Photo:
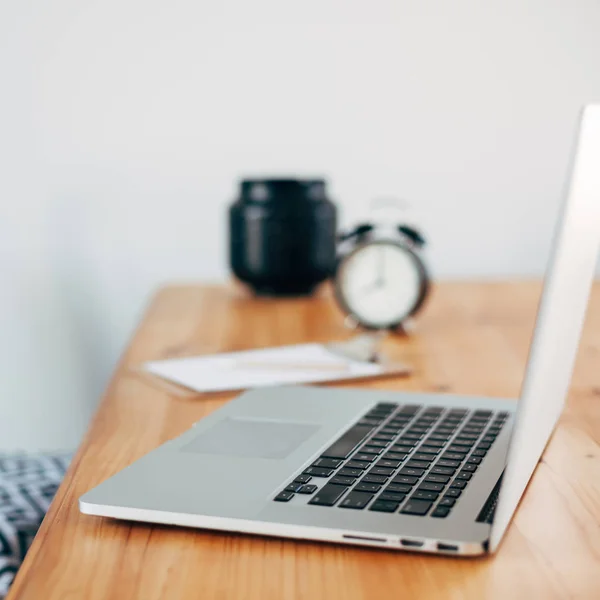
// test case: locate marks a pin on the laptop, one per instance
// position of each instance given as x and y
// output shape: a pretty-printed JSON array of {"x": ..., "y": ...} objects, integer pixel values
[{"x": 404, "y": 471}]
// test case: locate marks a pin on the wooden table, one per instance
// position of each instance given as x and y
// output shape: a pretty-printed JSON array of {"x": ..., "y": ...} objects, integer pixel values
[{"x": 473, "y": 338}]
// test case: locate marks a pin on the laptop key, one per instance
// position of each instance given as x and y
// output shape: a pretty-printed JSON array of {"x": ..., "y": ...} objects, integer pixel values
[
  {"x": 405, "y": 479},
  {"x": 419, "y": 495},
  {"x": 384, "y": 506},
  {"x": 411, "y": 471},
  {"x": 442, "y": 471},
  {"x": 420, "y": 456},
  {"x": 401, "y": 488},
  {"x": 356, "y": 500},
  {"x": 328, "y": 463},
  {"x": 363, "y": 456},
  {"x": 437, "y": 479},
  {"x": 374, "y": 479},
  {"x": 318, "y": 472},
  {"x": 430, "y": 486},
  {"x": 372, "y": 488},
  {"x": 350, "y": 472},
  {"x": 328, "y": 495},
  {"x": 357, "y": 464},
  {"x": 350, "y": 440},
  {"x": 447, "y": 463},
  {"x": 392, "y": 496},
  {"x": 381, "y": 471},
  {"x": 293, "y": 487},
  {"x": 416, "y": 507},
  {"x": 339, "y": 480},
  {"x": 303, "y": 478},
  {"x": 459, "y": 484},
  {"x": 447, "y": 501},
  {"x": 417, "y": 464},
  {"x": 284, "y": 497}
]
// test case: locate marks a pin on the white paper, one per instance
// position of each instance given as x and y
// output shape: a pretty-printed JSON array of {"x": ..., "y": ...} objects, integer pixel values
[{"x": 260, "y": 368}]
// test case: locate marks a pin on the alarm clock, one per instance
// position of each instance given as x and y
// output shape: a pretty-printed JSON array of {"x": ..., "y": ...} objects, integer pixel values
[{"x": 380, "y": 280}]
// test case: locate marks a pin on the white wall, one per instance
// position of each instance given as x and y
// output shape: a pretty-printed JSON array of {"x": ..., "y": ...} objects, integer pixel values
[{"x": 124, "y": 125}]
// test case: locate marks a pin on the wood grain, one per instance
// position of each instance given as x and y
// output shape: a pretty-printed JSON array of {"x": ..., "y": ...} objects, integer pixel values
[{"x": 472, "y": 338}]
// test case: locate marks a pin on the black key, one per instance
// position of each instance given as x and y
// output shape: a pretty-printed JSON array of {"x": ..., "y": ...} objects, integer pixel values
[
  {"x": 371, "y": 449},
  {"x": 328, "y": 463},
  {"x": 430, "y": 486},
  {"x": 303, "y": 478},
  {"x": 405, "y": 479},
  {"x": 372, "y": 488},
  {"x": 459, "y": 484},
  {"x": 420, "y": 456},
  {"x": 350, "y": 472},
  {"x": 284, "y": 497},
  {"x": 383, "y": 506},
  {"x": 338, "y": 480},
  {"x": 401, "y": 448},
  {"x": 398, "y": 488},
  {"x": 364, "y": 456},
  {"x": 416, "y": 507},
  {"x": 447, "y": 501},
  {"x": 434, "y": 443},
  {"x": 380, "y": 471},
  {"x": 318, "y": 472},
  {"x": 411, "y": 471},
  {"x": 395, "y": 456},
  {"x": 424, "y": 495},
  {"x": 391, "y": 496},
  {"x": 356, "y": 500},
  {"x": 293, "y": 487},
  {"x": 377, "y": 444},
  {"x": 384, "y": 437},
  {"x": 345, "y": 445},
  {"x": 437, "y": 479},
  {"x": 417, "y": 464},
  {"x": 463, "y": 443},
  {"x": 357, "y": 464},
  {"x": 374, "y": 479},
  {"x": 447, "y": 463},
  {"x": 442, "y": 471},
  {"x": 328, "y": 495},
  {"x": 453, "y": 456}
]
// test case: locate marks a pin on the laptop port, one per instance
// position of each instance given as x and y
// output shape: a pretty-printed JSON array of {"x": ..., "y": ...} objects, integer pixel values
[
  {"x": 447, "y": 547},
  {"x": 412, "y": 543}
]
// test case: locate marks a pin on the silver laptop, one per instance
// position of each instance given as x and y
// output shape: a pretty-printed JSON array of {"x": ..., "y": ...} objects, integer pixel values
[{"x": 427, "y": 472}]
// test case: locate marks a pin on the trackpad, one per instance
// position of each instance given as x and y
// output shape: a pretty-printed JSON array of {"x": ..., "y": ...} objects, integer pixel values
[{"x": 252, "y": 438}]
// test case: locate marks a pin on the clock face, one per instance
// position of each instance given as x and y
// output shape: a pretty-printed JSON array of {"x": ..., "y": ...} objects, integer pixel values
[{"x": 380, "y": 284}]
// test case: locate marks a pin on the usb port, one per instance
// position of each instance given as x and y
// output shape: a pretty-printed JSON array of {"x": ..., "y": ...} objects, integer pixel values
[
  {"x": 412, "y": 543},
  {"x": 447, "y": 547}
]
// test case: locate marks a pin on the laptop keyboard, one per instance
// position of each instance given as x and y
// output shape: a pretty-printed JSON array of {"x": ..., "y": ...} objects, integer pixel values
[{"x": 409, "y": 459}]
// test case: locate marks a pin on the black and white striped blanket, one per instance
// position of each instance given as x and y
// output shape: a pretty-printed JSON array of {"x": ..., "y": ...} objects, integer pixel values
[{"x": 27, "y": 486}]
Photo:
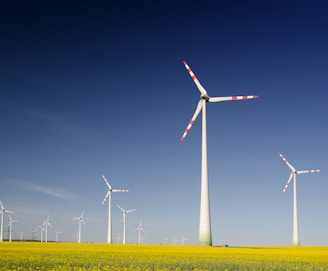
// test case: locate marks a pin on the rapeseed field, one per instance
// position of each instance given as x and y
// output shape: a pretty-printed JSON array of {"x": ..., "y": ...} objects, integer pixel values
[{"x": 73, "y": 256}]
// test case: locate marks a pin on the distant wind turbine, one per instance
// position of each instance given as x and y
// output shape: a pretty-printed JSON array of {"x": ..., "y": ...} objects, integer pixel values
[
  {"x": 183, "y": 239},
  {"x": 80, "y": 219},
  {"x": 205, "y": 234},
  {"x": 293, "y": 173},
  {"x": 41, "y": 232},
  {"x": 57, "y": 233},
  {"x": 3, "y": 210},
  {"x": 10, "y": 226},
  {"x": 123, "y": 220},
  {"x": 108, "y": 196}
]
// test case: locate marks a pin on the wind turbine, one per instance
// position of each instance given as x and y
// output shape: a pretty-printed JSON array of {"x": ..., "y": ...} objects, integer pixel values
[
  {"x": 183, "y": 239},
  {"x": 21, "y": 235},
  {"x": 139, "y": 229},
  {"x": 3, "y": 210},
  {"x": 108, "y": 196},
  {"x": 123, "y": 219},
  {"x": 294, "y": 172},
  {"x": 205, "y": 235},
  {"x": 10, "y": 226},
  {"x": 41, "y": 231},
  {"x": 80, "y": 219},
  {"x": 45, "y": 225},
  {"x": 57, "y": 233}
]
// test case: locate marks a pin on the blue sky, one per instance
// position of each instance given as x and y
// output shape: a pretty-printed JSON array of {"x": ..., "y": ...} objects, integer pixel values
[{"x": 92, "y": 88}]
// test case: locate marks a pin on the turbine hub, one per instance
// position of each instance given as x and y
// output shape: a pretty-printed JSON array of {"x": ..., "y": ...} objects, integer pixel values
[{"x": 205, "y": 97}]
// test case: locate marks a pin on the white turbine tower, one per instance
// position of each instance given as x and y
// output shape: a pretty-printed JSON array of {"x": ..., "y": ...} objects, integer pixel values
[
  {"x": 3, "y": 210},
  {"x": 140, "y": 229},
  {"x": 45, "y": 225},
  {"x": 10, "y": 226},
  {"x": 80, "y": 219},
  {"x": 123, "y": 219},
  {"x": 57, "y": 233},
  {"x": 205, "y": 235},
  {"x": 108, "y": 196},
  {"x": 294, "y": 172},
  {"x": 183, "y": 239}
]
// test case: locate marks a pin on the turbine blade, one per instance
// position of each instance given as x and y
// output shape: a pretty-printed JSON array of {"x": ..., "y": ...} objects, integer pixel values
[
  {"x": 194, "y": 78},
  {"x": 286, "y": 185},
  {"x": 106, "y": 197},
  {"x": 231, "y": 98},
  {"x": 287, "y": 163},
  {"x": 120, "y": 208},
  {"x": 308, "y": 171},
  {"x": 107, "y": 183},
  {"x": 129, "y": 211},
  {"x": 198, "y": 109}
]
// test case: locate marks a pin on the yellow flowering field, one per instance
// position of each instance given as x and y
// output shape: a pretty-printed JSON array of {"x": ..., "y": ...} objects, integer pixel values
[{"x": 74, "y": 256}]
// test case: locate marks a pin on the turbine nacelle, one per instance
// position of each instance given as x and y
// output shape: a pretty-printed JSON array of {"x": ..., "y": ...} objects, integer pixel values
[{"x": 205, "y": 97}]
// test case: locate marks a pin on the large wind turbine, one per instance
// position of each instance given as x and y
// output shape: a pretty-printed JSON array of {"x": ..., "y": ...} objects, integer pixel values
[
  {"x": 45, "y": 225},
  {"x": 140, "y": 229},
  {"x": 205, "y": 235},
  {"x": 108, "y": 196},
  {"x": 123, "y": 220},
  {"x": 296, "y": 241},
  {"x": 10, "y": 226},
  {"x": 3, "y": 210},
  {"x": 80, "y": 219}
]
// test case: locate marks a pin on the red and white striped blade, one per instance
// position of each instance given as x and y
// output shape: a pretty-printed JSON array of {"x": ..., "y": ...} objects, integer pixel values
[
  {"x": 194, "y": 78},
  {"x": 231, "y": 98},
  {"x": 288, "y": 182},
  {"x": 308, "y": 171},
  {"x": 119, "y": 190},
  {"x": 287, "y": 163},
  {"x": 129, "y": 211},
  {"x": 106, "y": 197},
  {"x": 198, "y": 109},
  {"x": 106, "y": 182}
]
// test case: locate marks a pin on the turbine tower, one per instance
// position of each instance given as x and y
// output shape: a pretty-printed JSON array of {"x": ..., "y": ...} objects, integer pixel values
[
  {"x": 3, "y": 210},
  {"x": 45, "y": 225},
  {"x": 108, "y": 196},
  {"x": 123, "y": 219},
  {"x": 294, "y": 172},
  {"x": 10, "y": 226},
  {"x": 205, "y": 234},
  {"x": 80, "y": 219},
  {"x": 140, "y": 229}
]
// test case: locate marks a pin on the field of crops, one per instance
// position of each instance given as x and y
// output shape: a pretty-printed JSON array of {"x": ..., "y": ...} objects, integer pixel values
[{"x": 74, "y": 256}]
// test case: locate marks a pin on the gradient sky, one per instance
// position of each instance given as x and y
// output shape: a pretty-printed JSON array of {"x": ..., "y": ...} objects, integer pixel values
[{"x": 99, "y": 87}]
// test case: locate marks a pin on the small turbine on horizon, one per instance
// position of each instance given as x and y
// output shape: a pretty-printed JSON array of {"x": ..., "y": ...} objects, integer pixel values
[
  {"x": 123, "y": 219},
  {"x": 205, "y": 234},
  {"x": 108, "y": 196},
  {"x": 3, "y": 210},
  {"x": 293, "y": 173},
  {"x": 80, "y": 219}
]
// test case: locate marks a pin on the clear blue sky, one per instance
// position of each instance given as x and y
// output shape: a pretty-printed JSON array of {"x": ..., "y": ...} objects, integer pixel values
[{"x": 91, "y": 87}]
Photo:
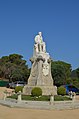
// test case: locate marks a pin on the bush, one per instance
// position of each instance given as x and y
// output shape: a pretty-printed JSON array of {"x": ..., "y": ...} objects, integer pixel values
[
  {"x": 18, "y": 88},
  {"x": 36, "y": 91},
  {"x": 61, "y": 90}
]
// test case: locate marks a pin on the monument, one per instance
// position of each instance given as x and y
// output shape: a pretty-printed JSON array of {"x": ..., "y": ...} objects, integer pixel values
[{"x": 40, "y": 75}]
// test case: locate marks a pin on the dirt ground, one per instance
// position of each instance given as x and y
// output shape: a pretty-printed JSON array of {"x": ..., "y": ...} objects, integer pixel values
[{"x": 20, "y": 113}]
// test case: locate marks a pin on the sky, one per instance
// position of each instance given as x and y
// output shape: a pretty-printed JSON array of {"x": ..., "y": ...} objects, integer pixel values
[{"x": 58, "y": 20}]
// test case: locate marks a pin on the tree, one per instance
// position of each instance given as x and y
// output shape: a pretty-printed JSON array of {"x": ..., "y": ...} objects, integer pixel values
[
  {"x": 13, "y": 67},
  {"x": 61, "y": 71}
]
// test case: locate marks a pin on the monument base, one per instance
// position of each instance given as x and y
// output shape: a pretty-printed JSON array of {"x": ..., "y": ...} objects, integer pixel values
_____
*Task goal*
Reproduce exactly the line containing "monument, one per instance" and every line after it through the end of the records above, and nothing else.

*Exercise answer*
// test case: locate marks a pin on the monument, one per instance
// position of each instance given as x and y
// output shape: a pretty-printed JSON array of {"x": ..., "y": ...} objects, integer pixel values
[{"x": 40, "y": 75}]
// test case: locate marks a pin on the dirt ground, one per instance
// position of each instance given as x and y
// output shape: a pretty-printed JSON array of {"x": ..., "y": ...} objects, integer pixel values
[{"x": 20, "y": 113}]
// test case: locate marks a pin on the sky, one per instance
// position of each instance given as x and y
// output shape: a pretty-printed JSON array of {"x": ..., "y": ...} objects, integer pixel values
[{"x": 58, "y": 20}]
// test case: locate marks a pin on the tree, one per instance
// position of each instance given as x and y
// output shape: a pretty-printed JSON array of {"x": ..., "y": ...} objects, integer pixel values
[
  {"x": 13, "y": 67},
  {"x": 61, "y": 71}
]
// test case: locate marks a pin on the monument base, one per instance
// position of each instance given as x and y
// output shape: a pretty-printed JSON array of {"x": ..., "y": ...} objects, integer pixel values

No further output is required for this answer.